>> START

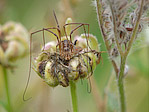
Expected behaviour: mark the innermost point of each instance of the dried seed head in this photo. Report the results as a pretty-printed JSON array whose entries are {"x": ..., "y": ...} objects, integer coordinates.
[
  {"x": 53, "y": 66},
  {"x": 13, "y": 43}
]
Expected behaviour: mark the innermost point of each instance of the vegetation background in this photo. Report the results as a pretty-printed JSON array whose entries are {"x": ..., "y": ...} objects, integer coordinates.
[{"x": 36, "y": 14}]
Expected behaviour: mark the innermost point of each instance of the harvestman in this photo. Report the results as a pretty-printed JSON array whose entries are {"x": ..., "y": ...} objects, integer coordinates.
[{"x": 67, "y": 49}]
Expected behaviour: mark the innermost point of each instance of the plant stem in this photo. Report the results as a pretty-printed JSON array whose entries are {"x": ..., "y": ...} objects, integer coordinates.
[
  {"x": 7, "y": 89},
  {"x": 74, "y": 96},
  {"x": 121, "y": 85}
]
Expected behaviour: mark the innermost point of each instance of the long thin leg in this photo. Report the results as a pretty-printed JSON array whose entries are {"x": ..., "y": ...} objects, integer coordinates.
[{"x": 31, "y": 58}]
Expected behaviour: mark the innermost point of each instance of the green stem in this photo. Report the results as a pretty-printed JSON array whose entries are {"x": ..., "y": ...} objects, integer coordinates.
[
  {"x": 121, "y": 85},
  {"x": 74, "y": 96},
  {"x": 7, "y": 89}
]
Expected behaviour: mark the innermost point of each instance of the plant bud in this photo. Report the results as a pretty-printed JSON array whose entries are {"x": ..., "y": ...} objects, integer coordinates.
[{"x": 13, "y": 43}]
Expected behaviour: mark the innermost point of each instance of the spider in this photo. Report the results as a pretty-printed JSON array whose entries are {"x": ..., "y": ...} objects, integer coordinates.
[{"x": 66, "y": 52}]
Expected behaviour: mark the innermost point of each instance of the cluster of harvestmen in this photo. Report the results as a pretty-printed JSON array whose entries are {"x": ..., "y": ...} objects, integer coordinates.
[{"x": 66, "y": 50}]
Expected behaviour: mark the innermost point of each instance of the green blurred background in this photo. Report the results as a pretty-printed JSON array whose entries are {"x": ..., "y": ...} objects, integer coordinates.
[{"x": 36, "y": 14}]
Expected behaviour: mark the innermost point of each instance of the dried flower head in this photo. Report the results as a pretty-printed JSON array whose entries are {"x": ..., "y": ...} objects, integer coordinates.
[
  {"x": 13, "y": 43},
  {"x": 68, "y": 60}
]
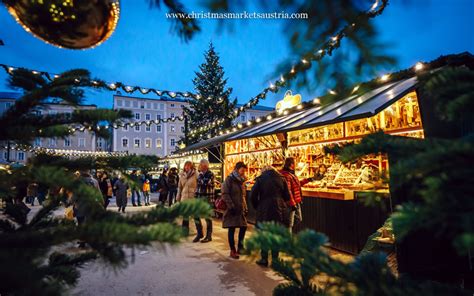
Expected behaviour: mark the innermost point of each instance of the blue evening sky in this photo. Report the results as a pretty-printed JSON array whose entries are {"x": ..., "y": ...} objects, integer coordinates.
[{"x": 142, "y": 51}]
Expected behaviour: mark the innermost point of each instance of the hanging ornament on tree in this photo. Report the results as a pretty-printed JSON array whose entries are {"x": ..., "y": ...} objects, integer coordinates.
[{"x": 67, "y": 23}]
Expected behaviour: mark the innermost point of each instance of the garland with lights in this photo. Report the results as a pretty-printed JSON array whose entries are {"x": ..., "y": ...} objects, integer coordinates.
[
  {"x": 62, "y": 152},
  {"x": 305, "y": 63}
]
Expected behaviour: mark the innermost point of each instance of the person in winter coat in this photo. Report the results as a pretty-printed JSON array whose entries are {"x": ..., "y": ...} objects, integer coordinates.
[
  {"x": 121, "y": 187},
  {"x": 294, "y": 186},
  {"x": 269, "y": 196},
  {"x": 173, "y": 180},
  {"x": 105, "y": 187},
  {"x": 187, "y": 188},
  {"x": 163, "y": 187},
  {"x": 137, "y": 185},
  {"x": 146, "y": 192},
  {"x": 204, "y": 190},
  {"x": 233, "y": 194}
]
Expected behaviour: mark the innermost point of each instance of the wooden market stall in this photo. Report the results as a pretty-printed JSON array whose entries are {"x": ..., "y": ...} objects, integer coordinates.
[{"x": 331, "y": 203}]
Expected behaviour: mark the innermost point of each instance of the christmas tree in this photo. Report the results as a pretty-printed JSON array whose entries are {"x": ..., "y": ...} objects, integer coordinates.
[
  {"x": 35, "y": 249},
  {"x": 213, "y": 105}
]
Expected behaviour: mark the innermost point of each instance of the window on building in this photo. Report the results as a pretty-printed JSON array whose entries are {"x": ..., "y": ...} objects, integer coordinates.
[
  {"x": 158, "y": 143},
  {"x": 21, "y": 155}
]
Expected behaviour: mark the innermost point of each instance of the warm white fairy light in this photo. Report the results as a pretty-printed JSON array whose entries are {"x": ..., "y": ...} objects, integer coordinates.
[
  {"x": 384, "y": 77},
  {"x": 419, "y": 66}
]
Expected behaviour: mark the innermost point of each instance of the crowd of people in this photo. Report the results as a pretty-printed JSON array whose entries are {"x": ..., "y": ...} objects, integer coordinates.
[{"x": 276, "y": 197}]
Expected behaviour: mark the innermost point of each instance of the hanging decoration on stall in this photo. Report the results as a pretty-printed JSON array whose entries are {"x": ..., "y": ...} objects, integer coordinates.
[
  {"x": 113, "y": 86},
  {"x": 288, "y": 102},
  {"x": 305, "y": 62},
  {"x": 419, "y": 67},
  {"x": 67, "y": 23}
]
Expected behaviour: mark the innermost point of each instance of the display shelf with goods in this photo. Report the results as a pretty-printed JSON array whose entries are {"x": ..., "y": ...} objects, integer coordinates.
[
  {"x": 336, "y": 180},
  {"x": 255, "y": 152}
]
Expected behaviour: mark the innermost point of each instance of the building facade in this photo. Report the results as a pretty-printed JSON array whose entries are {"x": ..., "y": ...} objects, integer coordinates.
[
  {"x": 161, "y": 139},
  {"x": 84, "y": 141},
  {"x": 153, "y": 139}
]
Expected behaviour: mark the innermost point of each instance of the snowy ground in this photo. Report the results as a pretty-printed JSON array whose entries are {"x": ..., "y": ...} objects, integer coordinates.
[{"x": 184, "y": 269}]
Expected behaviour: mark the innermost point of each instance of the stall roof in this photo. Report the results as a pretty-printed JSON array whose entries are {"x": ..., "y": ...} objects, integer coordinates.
[
  {"x": 353, "y": 107},
  {"x": 206, "y": 143}
]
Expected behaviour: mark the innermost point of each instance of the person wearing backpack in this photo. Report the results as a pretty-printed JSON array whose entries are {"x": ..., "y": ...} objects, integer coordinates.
[{"x": 173, "y": 180}]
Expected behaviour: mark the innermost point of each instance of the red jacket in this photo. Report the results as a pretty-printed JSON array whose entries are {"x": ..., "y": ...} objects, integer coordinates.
[{"x": 294, "y": 185}]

>> END

Stated exercise:
Rewrite every row above with "innermost point" changed to "center point" and everything else left the same. Leave the pictures out.

Response for this exercise:
Expected behaviour: mark the center point of each instance of the dried seed head in this photo. Report the results as a pretty-printed JSON array whose entries are {"x": ..., "y": ...} objects, integer coordinates.
[
  {"x": 53, "y": 66},
  {"x": 13, "y": 43}
]
Expected behaviour: mark the center point of each instance of the vegetation background in this photo. Report the results as a pretty-printed JSON array whose entries are {"x": ..., "y": ...} objects, integer coordinates.
[{"x": 36, "y": 14}]
Expected behaviour: mark the center point of each instance of the harvestman in this photo. Report the results as a pretty-printed JSON array whose entries are {"x": ..., "y": ...} objects, integer coordinates.
[{"x": 67, "y": 49}]
Expected behaviour: mark the center point of each instance of the plant stem in this photo. Report the results as a pretty-printed JSON array whose entries are {"x": ..., "y": ...} objects, integer coordinates.
[
  {"x": 7, "y": 89},
  {"x": 74, "y": 96},
  {"x": 121, "y": 85}
]
Expected behaviour: mark the center point of each instance of the long thin leg in this photo. Report the results as a pretty-printed JSON array whose entries are {"x": ..., "y": ...} objects, integer coordinates.
[{"x": 31, "y": 58}]
Expected behaviour: mark the center point of each instance of the green stem in this photo. Report the results as a pretty-printed JSON array whose entries are {"x": ..., "y": ...} objects, integer coordinates.
[
  {"x": 121, "y": 85},
  {"x": 74, "y": 96},
  {"x": 7, "y": 89}
]
Expected behaviour: mark the center point of each instance of the plant bud in this photo. Report the results as a pretty-printed JSON array whose entries are {"x": ..., "y": ...} objects, integer coordinates.
[{"x": 13, "y": 43}]
Expected behaviour: mark the center point of each instance of the spider in this photo. Report the results as a pretty-printed JSON array whose entries are {"x": ..., "y": ...} objects, integer coordinates.
[{"x": 66, "y": 52}]
Expected behaviour: mark the center point of each instance of the cluster of harvestmen in this photo. Report the results as a pretty-printed JSON array whose entries are {"x": ..., "y": ...} objects, integer coordinates.
[{"x": 66, "y": 50}]
Expected behaviour: mark the center point of each instance of the green blurred background in this photo. Report the results as a pretty-printed JSON array whose entries are {"x": ..., "y": ...} objects, integer coordinates.
[{"x": 36, "y": 14}]
Expected behaviour: mark the center point of each instance of the dried flower head in this photo. Report the results as a pretty-printed JSON array whose entries are {"x": ..., "y": ...} objects, integer coordinates.
[
  {"x": 13, "y": 43},
  {"x": 68, "y": 60}
]
Expected behaviour: mark the center point of each instance of the blue evening sky in this photo. Report the results as a pretty-printed JSON array whose entries are {"x": ..., "y": ...} objects, integer coordinates.
[{"x": 142, "y": 51}]
Expected behaviour: mark the center point of each instance of the hanging ornament on tree in this photo. Report the results as a pretty-printed JSON array whose entries are {"x": ..., "y": ...} objects, integer coordinates.
[{"x": 67, "y": 23}]
Expected behaviour: mark the center point of each instance of the garland with lights in this photo. Report the results as a pretty-printed JSON array whose entries are {"x": ..., "y": ...} objects, integer coordinates.
[
  {"x": 62, "y": 152},
  {"x": 305, "y": 63}
]
Expected behaviour: mark the center point of each instance of the person in winter coat in this photo. Report the results as a pretty-printed JSON array whose entries are {"x": ..., "y": ...} objects, integer coordinates.
[
  {"x": 121, "y": 187},
  {"x": 294, "y": 186},
  {"x": 269, "y": 196},
  {"x": 173, "y": 180},
  {"x": 105, "y": 187},
  {"x": 187, "y": 188},
  {"x": 163, "y": 187},
  {"x": 137, "y": 185},
  {"x": 146, "y": 192},
  {"x": 204, "y": 190},
  {"x": 233, "y": 194}
]
Expected behaviour: mark the center point of each instance of the wooden market stall in this photo. Report the results as a pretty-printed JSON array whose entries are {"x": ..., "y": ...} objects, integer coordinates.
[{"x": 331, "y": 203}]
Expected behaviour: mark the center point of each instance of the christmas tree in this photo. Report the results as a pretty-printed JSON array whose entries are {"x": ..., "y": ...} objects, integer coordinates.
[
  {"x": 35, "y": 249},
  {"x": 213, "y": 105}
]
Expected behaviour: mark the center point of each instance of the window on building in this photo. Report the results as a pretty-printed JSON array whose entries are {"x": ..., "y": ...} objects, integer coordinates.
[
  {"x": 158, "y": 143},
  {"x": 21, "y": 155}
]
Expected behaviour: mark the center point of each instance of the warm white fairy light in this photo. Report the results as a pretty-printed JSON array whose entries are {"x": ..., "y": ...} objects, integer coordinates.
[
  {"x": 384, "y": 77},
  {"x": 419, "y": 66}
]
Expected behaviour: mark the center point of each instance of the crowd of people in this photo. Report the results as a pretty-printed JSON array whose entries are {"x": ..., "y": ...} objects, integer coordinates.
[{"x": 276, "y": 197}]
Expected behaviour: mark the center point of each instance of the hanging decoration on stall in this photo. Report the results as a pretty-printed JSON array whose entries are {"x": ..., "y": ...} objects, integer coordinates.
[
  {"x": 113, "y": 86},
  {"x": 288, "y": 102},
  {"x": 305, "y": 62},
  {"x": 419, "y": 67},
  {"x": 67, "y": 23}
]
Expected behaviour: mark the center point of each instance of the display shelf with goods in this photo. Report the results as a pretty-printed JSON array whose entries are {"x": ..., "y": ...} objects, integer coordinates.
[
  {"x": 336, "y": 180},
  {"x": 255, "y": 152}
]
Expected behaviour: mark the center point of each instance of the building facade in this photo. Report the results as a pretty-printed JSON array whose entries are {"x": ..., "y": ...} objects, integer coordinates.
[
  {"x": 161, "y": 139},
  {"x": 84, "y": 141},
  {"x": 153, "y": 139}
]
Expected behaviour: mark the center point of each instance of the snowy ground in this photo. Report the results as a pretty-printed JSON array whose entries are {"x": ..., "y": ...} objects, integer coordinates.
[{"x": 184, "y": 269}]
Expected behaviour: mark the center point of each instance of the stall roof in this photo. Report the results as a pretty-printed JSON array whose entries are {"x": ..., "y": ...} objects, integer coordinates.
[
  {"x": 353, "y": 107},
  {"x": 206, "y": 143}
]
Expected behaviour: mark the center point of each instance of the person wearing backpack in this photo. Report the results as a pretty-printed JSON array whose entries are {"x": ..., "y": ...} objects, integer coordinates.
[{"x": 173, "y": 180}]
Expected behaviour: mark the center point of each instance of the red jacket in this photo. Report the results as a pretty-printed JSON array whose entries are {"x": ..., "y": ...} objects, integer coordinates.
[{"x": 294, "y": 185}]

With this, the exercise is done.